EXERCISE OBJECTIVE —
Each of the lines below must be restated exactly.

EXTRACTED ENTRIES —
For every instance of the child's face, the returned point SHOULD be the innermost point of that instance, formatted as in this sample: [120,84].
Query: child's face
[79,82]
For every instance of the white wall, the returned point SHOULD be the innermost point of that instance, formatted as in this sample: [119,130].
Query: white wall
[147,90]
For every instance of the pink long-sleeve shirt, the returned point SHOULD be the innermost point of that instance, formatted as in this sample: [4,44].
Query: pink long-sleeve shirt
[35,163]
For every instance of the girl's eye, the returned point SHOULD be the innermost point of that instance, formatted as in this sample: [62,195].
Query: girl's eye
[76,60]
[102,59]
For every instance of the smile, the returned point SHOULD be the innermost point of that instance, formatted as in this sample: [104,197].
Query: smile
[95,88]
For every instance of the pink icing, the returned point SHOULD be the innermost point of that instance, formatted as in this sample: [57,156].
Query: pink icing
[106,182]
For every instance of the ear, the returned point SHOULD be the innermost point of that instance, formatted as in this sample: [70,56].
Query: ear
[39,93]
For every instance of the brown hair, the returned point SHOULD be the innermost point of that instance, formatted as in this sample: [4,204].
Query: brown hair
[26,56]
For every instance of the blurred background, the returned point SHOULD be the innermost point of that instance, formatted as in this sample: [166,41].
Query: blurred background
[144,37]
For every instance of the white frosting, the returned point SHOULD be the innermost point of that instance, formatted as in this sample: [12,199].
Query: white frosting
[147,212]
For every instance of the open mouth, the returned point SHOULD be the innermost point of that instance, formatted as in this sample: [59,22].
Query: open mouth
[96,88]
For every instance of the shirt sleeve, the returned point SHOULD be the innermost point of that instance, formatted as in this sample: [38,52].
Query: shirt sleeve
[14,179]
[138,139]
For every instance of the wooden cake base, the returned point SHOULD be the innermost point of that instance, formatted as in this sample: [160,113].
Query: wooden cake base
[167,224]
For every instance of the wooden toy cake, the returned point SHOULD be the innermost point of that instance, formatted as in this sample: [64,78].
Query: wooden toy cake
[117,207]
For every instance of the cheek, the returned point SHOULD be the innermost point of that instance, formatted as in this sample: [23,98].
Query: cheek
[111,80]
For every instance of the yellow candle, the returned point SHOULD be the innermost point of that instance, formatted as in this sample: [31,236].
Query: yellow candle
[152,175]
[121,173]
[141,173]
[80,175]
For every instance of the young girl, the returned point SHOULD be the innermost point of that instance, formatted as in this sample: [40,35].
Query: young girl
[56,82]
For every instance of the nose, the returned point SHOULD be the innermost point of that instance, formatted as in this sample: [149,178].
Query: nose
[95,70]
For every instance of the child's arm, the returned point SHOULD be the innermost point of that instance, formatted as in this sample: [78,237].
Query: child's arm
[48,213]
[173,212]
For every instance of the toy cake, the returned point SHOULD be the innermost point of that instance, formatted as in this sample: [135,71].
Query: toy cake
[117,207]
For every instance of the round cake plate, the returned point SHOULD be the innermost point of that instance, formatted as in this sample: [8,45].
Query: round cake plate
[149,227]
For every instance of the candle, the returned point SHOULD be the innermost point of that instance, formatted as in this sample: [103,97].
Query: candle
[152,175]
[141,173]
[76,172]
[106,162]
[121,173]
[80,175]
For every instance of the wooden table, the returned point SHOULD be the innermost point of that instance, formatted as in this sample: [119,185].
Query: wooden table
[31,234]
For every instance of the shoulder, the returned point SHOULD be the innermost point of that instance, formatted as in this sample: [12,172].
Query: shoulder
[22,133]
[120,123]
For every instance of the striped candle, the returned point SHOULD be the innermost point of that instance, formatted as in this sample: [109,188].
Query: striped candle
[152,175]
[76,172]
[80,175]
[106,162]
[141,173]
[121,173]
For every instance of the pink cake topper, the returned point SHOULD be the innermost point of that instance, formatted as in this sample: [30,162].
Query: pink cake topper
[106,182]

RESULT —
For every instance of the child's face, the returned point SHOULD be the innermost point of that instance, formatted as in this sample: [120,84].
Query: child's face
[79,82]
For every instance of the white wall, the returned point SHOULD be the innermost point of that instance, formatted as in this sample: [119,130].
Query: white wall
[147,90]
For every instance of the pink long-sleeve shirt, the returned point SHOULD be the innermost point of that instance, formatted as in this sample: [4,44].
Query: pink long-sleeve shirt
[35,163]
For every instance of the girl's eye, the returned point SHOULD be the innermost point of that instance, formatted as in this sample: [62,195].
Query: girl's eye
[76,60]
[102,59]
For every instance of the smile, the returned point SHOULD be the innermost point of that instance, formatted as in this sample: [104,197].
Query: smile
[95,88]
For every instance of the pink icing, the returned point SHOULD be the innermost point of that instance, formatted as in this sample: [57,156].
Query: pink icing
[106,182]
For every instance of the ear, the returned point SHOULD be the innermost point of that instance, formatted as in this sample: [70,56].
Query: ear
[39,93]
For every instance of the brown hair, the returned point SHOULD be the innermost point of that instance, formatted as in this sample: [4,204].
Query: brown hair
[26,56]
For every instance of the blurred background, the returned point SHOULD be the innermost point of that instance, formatted as in this sample: [166,41].
Query: blurred background
[144,37]
For every instance of the white frosting, the returned point SHOULD be the innermost point of that instance, formatted as in this sample: [12,199].
Query: white frosting
[147,212]
For every instance of the open mouth, the returned point SHOULD be the innermost point of that instance, formatted as in this sample: [59,22].
Query: open mouth
[96,88]
For every instance of the shirt sleeve, the returned point SHOULD be the innermost point of that instance, formatted as in this sample: [38,52].
Query: shirt sleeve
[14,179]
[138,139]
For every instance of the wooden cake base, the returned point SHOULD be the innermost point of that instance, formatted as in this sample: [160,113].
Query: wooden cake base
[167,224]
For every instance of the wooden toy cake, the returned point SHOULD be the innermost point of that instance, formatted as in this sample: [64,78].
Query: wooden toy cake
[117,207]
For every instance of the cheek, the returned point SHOULD be the innermost point of that instance, formatted as in this sample: [23,98].
Query: cheek
[111,80]
For every instance of the yellow candle, the returned point SHOULD be the innermost point of that instance, formatted as in this sample: [31,236].
Query: yellow candle
[152,175]
[121,173]
[141,173]
[80,175]
For every instance of the young girl, the returned point SHOULD be the innermost point of that instance, formatted as in this sample: [40,35].
Query: young girl
[56,82]
For every instance of the nose, the returned point SHOULD be the innermost point of that instance, formatted as in this sample: [149,178].
Query: nose
[95,70]
For every instance of the child's arm, the returned point SHOULD be the innermost point of that instance, formatted as in this sample: [78,237].
Query: child's arm
[48,213]
[173,212]
For every instance of the toy cake, the returned point SHOULD be the innermost point of that instance, formatted as in this sample: [135,71].
Query: toy cake
[117,207]
For every instance of the round cake plate, the returned point SHOULD be the innermost point of that instance, formatted as in this sample: [8,45].
Query: round cake plate
[149,227]
For every instance of the candle, the returned point SHOULD be the innermost point of that instance, formatted as in this sample: [103,97].
Query: candle
[152,175]
[141,173]
[76,172]
[106,162]
[121,173]
[80,175]
For every instance of the wooden table, the returned point SHOULD be the innermost point of that instance, formatted as in this sample: [119,185].
Query: wooden table
[31,234]
For every instance of the shoulder, the returned point SHOULD be the innermost point of that instance, formatted as in this sample: [12,172].
Query: shoulder
[22,133]
[120,123]
For every instance of the striped candle, the returned point SHOULD be the innermost point of that instance, formatted as in this sample: [109,188].
Query: striped candle
[152,175]
[76,172]
[80,175]
[106,162]
[141,173]
[121,173]
For every instance of the pink cake topper, the returned point SHOULD be the innermost point of that instance, formatted as in this sample: [30,162].
Query: pink cake topper
[106,182]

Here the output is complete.